#### ASSIGNMENT:
Copy out every line of the data where the word "list" is found.

#### SUPPLIED DATA:
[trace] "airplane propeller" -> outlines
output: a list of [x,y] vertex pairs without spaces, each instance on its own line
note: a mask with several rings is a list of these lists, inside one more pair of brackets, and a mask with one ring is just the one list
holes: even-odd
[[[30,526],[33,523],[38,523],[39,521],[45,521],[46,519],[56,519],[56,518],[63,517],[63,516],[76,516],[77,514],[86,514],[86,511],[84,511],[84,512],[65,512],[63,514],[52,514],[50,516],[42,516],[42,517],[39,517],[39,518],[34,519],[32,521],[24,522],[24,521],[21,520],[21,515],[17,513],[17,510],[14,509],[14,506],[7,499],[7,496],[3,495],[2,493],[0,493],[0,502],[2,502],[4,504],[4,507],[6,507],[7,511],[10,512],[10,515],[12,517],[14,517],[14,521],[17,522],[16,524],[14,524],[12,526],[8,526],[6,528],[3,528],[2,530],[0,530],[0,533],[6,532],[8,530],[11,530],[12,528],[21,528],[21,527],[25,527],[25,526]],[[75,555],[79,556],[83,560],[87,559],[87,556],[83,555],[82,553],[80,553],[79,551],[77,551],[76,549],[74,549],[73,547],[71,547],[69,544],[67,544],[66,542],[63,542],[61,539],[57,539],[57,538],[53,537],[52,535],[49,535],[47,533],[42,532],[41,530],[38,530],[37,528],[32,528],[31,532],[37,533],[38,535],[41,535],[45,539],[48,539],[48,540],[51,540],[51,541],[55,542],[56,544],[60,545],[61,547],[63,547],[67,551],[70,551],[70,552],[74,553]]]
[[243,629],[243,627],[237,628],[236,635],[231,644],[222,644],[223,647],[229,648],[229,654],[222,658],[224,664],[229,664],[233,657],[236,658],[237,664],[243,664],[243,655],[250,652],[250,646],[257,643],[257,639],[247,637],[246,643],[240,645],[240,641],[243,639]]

#### EXPECTED ANSWER:
output: a list of [x,y] vertex pairs without spaces, each instance on its own line
note: a mask with several rings is a list of these lists, inside one more pair of brackets, and a mask with one ring is just the one list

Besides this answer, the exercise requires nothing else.